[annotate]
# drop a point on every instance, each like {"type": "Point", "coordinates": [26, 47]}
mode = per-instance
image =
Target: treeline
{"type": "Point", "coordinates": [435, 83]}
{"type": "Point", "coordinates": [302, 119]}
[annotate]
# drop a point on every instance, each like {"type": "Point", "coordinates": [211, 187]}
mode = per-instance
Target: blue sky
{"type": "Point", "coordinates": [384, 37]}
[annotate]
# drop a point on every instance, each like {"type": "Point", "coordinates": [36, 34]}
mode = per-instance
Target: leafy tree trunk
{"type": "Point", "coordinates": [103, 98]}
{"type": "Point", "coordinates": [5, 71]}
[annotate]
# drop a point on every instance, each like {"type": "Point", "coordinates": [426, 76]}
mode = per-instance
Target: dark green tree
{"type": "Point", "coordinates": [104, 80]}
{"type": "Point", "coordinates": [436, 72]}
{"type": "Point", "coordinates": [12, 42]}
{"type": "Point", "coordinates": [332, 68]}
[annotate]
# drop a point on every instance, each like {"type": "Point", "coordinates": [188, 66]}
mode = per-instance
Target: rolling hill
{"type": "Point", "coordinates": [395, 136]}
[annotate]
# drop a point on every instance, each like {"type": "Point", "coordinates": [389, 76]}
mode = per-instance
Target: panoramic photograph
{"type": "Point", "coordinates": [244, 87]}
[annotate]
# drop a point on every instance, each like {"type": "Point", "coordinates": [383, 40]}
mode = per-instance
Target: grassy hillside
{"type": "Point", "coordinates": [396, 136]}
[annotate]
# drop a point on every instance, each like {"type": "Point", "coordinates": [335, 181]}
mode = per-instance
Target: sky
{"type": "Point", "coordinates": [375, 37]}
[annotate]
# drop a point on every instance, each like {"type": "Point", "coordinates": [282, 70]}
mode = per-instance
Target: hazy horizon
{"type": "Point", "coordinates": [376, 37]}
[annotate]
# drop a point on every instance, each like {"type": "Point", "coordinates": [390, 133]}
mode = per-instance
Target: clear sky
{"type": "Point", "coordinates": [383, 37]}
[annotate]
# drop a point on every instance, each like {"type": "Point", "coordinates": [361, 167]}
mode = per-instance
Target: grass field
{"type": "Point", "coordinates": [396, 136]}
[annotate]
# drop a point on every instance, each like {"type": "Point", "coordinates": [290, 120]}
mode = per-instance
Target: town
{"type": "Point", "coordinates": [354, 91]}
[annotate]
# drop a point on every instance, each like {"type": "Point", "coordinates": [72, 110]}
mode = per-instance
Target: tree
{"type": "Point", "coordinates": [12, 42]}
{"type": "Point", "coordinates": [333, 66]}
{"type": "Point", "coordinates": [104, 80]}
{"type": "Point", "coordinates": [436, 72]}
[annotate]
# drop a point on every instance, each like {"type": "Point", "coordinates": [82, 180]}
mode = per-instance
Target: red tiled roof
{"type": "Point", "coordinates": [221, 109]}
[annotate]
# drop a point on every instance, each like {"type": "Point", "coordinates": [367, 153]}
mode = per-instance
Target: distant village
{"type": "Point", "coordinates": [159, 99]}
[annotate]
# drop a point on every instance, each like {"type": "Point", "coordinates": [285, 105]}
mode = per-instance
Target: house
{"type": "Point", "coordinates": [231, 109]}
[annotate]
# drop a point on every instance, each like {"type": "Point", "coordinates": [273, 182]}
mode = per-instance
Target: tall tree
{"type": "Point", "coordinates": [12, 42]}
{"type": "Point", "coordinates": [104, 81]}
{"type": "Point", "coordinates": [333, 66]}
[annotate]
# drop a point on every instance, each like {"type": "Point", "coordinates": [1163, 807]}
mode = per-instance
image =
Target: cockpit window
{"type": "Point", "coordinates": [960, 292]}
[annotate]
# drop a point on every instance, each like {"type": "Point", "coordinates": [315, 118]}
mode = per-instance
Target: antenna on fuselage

→ About this exercise: Copy out the records once more, with nothing altered.

→ Response below:
[annotate]
# drop a point on every instance, each like {"type": "Point", "coordinates": [26, 47]}
mode = per-instance
image =
Target: treeline
{"type": "Point", "coordinates": [435, 83]}
{"type": "Point", "coordinates": [302, 119]}
[annotate]
# drop a point on every instance, each like {"type": "Point", "coordinates": [211, 187]}
mode = per-instance
Target: blue sky
{"type": "Point", "coordinates": [384, 37]}
[annotate]
# drop a point on every instance, each like {"type": "Point", "coordinates": [36, 34]}
mode = per-instance
Target: leafy tree trunk
{"type": "Point", "coordinates": [103, 98]}
{"type": "Point", "coordinates": [5, 71]}
[annotate]
# drop a point on every instance, each like {"type": "Point", "coordinates": [426, 76]}
mode = per-instance
Target: dark green tree
{"type": "Point", "coordinates": [104, 80]}
{"type": "Point", "coordinates": [436, 72]}
{"type": "Point", "coordinates": [12, 42]}
{"type": "Point", "coordinates": [332, 68]}
[annotate]
# drop a point on every instance, each like {"type": "Point", "coordinates": [188, 66]}
mode = per-instance
Target: rolling hill
{"type": "Point", "coordinates": [395, 136]}
[annotate]
# drop a point on every instance, each like {"type": "Point", "coordinates": [389, 76]}
mode = per-instance
Target: panoramic photograph
{"type": "Point", "coordinates": [244, 87]}
[annotate]
# drop a point on every instance, each like {"type": "Point", "coordinates": [383, 40]}
mode = per-instance
Target: grassy hillside
{"type": "Point", "coordinates": [396, 136]}
[annotate]
# drop a point on every instance, each like {"type": "Point", "coordinates": [335, 181]}
mode = per-instance
Target: sky
{"type": "Point", "coordinates": [375, 37]}
[annotate]
# drop a point on every instance, each like {"type": "Point", "coordinates": [282, 70]}
mode = per-instance
Target: hazy horizon
{"type": "Point", "coordinates": [376, 37]}
[annotate]
# drop a point on every instance, each like {"type": "Point", "coordinates": [390, 133]}
mode = per-instance
Target: clear sky
{"type": "Point", "coordinates": [383, 37]}
[annotate]
# drop a point on every instance, each like {"type": "Point", "coordinates": [361, 167]}
mode = per-instance
Target: grass field
{"type": "Point", "coordinates": [396, 136]}
[annotate]
# drop a point on every instance, each like {"type": "Point", "coordinates": [290, 120]}
mode = per-instance
Target: town
{"type": "Point", "coordinates": [354, 91]}
[annotate]
# drop a point on every instance, each like {"type": "Point", "coordinates": [72, 110]}
mode = per-instance
Target: tree
{"type": "Point", "coordinates": [12, 42]}
{"type": "Point", "coordinates": [333, 66]}
{"type": "Point", "coordinates": [104, 80]}
{"type": "Point", "coordinates": [436, 72]}
[annotate]
# drop a point on every instance, each like {"type": "Point", "coordinates": [82, 180]}
mode = per-instance
Target: red tiled roof
{"type": "Point", "coordinates": [221, 109]}
[annotate]
# drop a point on every instance, each like {"type": "Point", "coordinates": [367, 153]}
mode = per-instance
Target: distant village
{"type": "Point", "coordinates": [159, 99]}
[annotate]
# drop a point on every instance, each like {"type": "Point", "coordinates": [285, 105]}
mode = per-instance
Target: house
{"type": "Point", "coordinates": [231, 109]}
[annotate]
# drop a point on every instance, each like {"type": "Point", "coordinates": [273, 182]}
mode = per-instance
Target: tall tree
{"type": "Point", "coordinates": [12, 42]}
{"type": "Point", "coordinates": [104, 81]}
{"type": "Point", "coordinates": [333, 66]}
[annotate]
# drop a point on every instance, each like {"type": "Point", "coordinates": [1163, 807]}
mode = per-instance
image =
Target: cockpit window
{"type": "Point", "coordinates": [960, 292]}
[annotate]
# drop a point on every instance, each like {"type": "Point", "coordinates": [315, 118]}
mode = per-instance
Target: antenna on fuselage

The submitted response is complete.